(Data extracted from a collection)
==============================
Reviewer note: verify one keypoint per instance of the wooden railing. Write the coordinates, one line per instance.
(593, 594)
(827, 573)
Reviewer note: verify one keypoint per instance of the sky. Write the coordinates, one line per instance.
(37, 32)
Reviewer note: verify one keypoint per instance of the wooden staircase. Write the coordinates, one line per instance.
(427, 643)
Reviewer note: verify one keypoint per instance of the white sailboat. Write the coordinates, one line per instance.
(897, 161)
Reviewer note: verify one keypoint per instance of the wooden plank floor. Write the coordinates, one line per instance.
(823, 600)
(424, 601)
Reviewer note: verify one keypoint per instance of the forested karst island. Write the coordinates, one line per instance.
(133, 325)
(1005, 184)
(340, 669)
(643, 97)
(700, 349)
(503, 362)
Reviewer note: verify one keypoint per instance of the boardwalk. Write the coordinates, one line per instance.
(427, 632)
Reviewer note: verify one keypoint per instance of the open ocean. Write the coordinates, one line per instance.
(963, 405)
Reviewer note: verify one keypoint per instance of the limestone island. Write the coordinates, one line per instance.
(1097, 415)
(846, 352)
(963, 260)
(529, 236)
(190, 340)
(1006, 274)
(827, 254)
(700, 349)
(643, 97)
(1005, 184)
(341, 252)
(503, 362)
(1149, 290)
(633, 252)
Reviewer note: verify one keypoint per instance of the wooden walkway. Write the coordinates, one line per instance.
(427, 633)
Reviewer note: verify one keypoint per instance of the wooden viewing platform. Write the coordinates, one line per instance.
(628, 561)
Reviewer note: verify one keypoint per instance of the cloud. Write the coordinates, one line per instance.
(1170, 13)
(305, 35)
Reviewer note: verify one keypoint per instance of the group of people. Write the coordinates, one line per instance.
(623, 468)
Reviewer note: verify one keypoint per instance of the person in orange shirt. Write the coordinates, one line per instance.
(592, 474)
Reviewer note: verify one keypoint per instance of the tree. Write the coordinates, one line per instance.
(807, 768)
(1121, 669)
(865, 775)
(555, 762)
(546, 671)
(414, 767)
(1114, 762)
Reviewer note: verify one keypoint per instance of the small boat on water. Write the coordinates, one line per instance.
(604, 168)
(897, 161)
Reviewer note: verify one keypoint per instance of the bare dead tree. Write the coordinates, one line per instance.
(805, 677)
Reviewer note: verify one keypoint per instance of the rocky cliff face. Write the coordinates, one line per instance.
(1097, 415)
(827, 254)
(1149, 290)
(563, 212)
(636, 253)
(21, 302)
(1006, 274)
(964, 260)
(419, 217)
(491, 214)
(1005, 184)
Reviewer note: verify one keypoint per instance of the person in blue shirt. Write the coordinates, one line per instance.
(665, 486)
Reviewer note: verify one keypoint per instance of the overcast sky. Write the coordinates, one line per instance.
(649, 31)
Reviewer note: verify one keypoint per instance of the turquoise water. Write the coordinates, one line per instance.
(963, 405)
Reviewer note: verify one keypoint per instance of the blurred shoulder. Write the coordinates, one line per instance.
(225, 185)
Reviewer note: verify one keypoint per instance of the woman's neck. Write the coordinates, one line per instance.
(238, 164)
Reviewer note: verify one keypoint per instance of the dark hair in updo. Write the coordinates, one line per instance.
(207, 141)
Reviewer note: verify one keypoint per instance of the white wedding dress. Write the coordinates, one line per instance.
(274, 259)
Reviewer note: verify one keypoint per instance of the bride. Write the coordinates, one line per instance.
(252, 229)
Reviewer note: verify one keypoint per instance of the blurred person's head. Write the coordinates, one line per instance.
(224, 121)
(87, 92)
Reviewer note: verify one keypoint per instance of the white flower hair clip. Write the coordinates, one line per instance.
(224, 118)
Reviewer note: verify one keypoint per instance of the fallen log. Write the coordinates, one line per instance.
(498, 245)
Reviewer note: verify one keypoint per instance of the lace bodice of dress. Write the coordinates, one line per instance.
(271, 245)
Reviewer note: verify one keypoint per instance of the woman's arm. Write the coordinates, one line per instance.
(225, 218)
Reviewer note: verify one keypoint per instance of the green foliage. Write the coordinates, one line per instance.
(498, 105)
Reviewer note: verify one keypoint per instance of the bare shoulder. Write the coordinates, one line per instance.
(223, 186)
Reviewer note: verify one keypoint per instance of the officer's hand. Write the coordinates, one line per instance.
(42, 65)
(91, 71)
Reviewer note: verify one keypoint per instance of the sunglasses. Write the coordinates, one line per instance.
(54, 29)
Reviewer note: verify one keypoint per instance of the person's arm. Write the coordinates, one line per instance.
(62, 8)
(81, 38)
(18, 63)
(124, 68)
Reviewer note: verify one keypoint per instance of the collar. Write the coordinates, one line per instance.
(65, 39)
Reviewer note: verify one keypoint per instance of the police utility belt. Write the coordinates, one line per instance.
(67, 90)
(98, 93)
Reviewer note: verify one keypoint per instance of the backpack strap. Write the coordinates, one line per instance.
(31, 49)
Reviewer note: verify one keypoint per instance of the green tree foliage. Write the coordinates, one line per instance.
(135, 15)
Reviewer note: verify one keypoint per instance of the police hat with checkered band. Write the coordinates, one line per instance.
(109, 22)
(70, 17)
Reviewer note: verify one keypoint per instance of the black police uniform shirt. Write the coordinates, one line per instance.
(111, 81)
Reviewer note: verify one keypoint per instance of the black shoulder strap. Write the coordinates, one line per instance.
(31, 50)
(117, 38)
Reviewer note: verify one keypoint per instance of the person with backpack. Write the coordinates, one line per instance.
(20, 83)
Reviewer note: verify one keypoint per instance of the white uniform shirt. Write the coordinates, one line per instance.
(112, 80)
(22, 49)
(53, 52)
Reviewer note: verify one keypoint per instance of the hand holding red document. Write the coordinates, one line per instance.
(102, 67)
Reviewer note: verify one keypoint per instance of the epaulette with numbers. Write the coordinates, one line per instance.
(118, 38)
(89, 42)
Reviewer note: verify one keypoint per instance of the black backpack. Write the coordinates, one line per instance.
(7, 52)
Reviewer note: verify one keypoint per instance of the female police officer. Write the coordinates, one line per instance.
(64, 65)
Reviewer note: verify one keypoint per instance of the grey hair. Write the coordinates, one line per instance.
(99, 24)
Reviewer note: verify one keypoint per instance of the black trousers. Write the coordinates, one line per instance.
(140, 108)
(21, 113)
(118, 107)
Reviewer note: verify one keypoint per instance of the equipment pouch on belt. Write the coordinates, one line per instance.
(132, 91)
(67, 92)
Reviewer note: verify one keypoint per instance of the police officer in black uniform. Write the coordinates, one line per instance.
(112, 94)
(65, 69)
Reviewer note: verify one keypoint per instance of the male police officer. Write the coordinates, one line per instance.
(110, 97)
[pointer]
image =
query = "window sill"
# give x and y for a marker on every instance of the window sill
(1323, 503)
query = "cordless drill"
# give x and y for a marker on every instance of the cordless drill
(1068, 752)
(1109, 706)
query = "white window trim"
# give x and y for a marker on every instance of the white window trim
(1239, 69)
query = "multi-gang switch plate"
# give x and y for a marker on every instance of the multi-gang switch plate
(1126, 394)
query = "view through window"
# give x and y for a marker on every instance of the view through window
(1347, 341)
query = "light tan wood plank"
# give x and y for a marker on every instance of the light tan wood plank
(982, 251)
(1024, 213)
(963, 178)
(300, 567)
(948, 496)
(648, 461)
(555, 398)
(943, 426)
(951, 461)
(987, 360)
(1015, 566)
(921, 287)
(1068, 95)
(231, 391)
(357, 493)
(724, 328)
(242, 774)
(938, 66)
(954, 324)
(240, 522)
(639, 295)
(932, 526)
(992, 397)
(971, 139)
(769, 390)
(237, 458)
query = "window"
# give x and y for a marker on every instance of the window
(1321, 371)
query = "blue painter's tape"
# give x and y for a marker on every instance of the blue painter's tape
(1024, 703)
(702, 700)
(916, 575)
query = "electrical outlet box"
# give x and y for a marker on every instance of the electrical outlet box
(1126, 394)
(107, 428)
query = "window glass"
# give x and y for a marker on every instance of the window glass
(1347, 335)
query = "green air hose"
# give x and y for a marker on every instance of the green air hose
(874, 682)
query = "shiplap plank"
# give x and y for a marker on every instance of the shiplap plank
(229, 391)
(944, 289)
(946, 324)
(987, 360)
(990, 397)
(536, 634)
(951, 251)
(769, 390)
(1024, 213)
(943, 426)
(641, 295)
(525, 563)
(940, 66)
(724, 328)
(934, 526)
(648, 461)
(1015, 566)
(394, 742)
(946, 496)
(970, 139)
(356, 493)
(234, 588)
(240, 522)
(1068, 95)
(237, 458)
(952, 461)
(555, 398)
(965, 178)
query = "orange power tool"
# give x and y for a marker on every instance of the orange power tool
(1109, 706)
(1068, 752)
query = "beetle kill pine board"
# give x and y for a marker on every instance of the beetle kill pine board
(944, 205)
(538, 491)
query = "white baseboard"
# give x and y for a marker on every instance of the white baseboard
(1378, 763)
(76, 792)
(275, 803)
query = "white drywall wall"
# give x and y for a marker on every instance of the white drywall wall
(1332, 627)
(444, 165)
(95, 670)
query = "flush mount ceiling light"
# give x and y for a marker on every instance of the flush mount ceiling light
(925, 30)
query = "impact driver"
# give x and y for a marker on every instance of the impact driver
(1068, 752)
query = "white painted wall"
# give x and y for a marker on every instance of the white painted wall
==============================
◆ EXERCISE DIRECTIONS ◆
All lines above that contain "painted" are required in the answer.

◆ TASK RESPONSE ◆
query = "white painted wall"
# give x and y for a marker on every instance of the white painted wall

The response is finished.